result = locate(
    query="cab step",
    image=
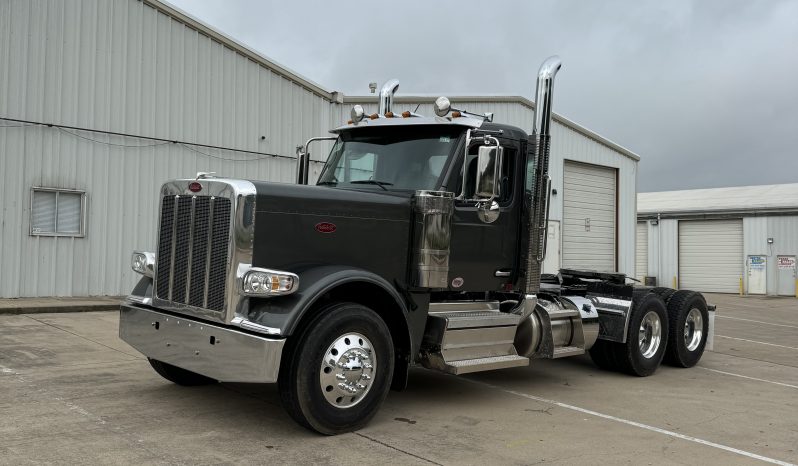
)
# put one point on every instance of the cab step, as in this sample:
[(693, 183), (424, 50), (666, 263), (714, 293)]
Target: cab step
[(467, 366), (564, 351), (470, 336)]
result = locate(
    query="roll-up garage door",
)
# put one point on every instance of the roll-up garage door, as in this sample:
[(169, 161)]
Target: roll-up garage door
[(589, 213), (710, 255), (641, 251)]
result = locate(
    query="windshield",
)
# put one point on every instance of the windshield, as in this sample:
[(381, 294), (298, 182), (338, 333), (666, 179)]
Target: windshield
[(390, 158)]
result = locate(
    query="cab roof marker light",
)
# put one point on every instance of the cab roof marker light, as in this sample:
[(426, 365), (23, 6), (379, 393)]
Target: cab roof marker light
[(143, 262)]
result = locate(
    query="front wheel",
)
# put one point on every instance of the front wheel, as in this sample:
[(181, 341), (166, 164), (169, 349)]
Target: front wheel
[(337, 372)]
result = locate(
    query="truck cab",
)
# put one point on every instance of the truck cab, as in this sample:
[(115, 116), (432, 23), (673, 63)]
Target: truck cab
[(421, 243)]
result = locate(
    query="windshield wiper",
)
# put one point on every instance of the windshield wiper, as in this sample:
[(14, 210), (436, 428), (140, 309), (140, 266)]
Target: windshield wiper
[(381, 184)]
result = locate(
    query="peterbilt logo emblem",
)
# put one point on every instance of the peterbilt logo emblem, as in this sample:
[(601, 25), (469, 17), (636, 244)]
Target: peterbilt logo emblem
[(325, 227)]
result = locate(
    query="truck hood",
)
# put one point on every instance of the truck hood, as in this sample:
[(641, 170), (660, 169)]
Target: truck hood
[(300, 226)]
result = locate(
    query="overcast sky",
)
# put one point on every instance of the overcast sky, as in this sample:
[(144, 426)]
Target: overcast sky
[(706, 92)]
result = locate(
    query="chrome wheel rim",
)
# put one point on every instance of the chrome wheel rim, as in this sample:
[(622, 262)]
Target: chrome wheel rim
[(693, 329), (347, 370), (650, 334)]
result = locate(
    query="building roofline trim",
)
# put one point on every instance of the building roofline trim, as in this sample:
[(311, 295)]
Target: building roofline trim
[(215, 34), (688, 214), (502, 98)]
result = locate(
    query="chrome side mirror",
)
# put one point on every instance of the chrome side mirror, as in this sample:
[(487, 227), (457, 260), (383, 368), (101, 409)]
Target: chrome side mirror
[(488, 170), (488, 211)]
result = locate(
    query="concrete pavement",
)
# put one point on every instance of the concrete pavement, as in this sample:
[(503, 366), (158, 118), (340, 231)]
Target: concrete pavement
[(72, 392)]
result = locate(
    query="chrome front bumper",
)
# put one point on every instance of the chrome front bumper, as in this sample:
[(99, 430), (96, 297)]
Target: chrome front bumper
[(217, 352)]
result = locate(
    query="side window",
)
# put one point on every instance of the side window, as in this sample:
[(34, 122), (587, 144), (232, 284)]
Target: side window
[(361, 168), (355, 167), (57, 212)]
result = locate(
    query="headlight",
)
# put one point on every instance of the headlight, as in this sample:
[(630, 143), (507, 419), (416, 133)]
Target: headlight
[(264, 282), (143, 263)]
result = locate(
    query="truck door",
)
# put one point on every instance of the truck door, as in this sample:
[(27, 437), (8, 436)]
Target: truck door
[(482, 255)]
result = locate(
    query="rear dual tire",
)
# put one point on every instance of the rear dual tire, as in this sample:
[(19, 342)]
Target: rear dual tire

-=-=-=-=-

Exercise task
Please set down each line of the data above exactly as written, without the pictures.

The answer
result = locate(
    query="cab step",
    image=
)
# put one point on every instance of the cab step, as in this sample:
[(693, 183), (424, 50), (666, 263), (714, 293)]
Target: cab step
[(467, 366), (564, 351), (470, 336)]
result = locate(
    query="roll-up garage door",
)
# put one point on every instance of the roll-up garage door, as in this sample:
[(169, 161)]
Target: roll-up garage door
[(589, 213), (710, 255), (641, 251)]
result = locate(
    query="windshield",
)
# put one point on every instance of the windshield, as in this sample:
[(381, 294), (298, 182), (338, 333), (666, 179)]
Target: windshield
[(390, 158)]
result = locate(
    query="cab roof marker light",
)
# put one point on every instance of the cab roof marker light, as in this sample:
[(426, 365), (23, 6), (379, 393)]
Target: cab roof marker light
[(143, 262)]
result = locate(
    query="front wheel",
)
# put one point on every instance of the front wheel, as in this sample:
[(181, 341), (166, 164), (169, 349)]
Target: front wheel
[(337, 372)]
result = locate(
    query="truck cab",
)
# put one point on every instance of the truck cab, as in this sample:
[(115, 116), (432, 23), (673, 63)]
Target: truck cab
[(421, 243)]
result = locate(
    query="windshield wiper",
)
# put one point on every instance of the windshield wiper, as in this sample:
[(14, 210), (436, 428), (140, 309), (140, 266)]
Target: windshield wiper
[(381, 184)]
result = locate(
    query="peterbilt logo emblem",
)
# put one point on every instance of the peterbilt logo emblem, as in this sample:
[(601, 25), (469, 17), (636, 244)]
Target: peterbilt logo emblem
[(325, 227)]
result = locate(
    query="truck hood",
)
# put one point on every instance of the truck hood, as in this sample:
[(641, 170), (660, 169)]
Target: truck hood
[(300, 226)]
result = locate(
    query="overcast sky",
)
# put one point on every instance of the overcast sky, as in this sample:
[(144, 426)]
Target: overcast sky
[(706, 92)]
result = locate(
    query="chrome wheel rim",
)
# put one point on every instance of the chrome wheel rim, as in this sample:
[(622, 262)]
Target: chrome wheel rim
[(693, 329), (347, 370), (650, 334)]
result = locate(
    query="building roofline trim",
)
# put one point on every instance of the building roofline trim, as in this sample:
[(311, 295)]
Target: building roofline trim
[(215, 34), (688, 214), (502, 98)]
result = locate(
    query="chrome side mirror",
)
# put one point on every instance of the chrome side mirror, as in this sample:
[(487, 227), (457, 260), (383, 368), (101, 409)]
Target: chrome side mirror
[(488, 170), (488, 211)]
result = locate(
    query="concrete pavement",
)
# put one point on every instance of the concrete pavement, as in this sample:
[(503, 366), (158, 118), (340, 231)]
Target: concrete pavement
[(72, 392)]
result = locate(
    query="chrome front bumper",
)
# put one point on every instance of the chrome front bumper, as in this sample:
[(99, 430), (96, 297)]
Target: chrome front bumper
[(217, 352)]
result = locate(
    query="side window",
)
# put one point on every instance of the side window, as in this sample:
[(34, 122), (587, 144), (232, 284)]
Target: side window
[(361, 168), (355, 167), (57, 212)]
result = locate(
    query="headlight",
)
# put one point on every instance of the headlight, as in this sample:
[(630, 143), (507, 419), (416, 133)]
Target: headlight
[(264, 282), (143, 263)]
result = locate(
    query="truck door",
)
# put one point on every instance of the truck door, as in this sample:
[(27, 437), (8, 436)]
Target: truck door
[(482, 255)]
result = locate(
    query="rear dual tire",
)
# put one point on every instance of the rear dual tire, as in this sample:
[(19, 342)]
Target: rear dual tire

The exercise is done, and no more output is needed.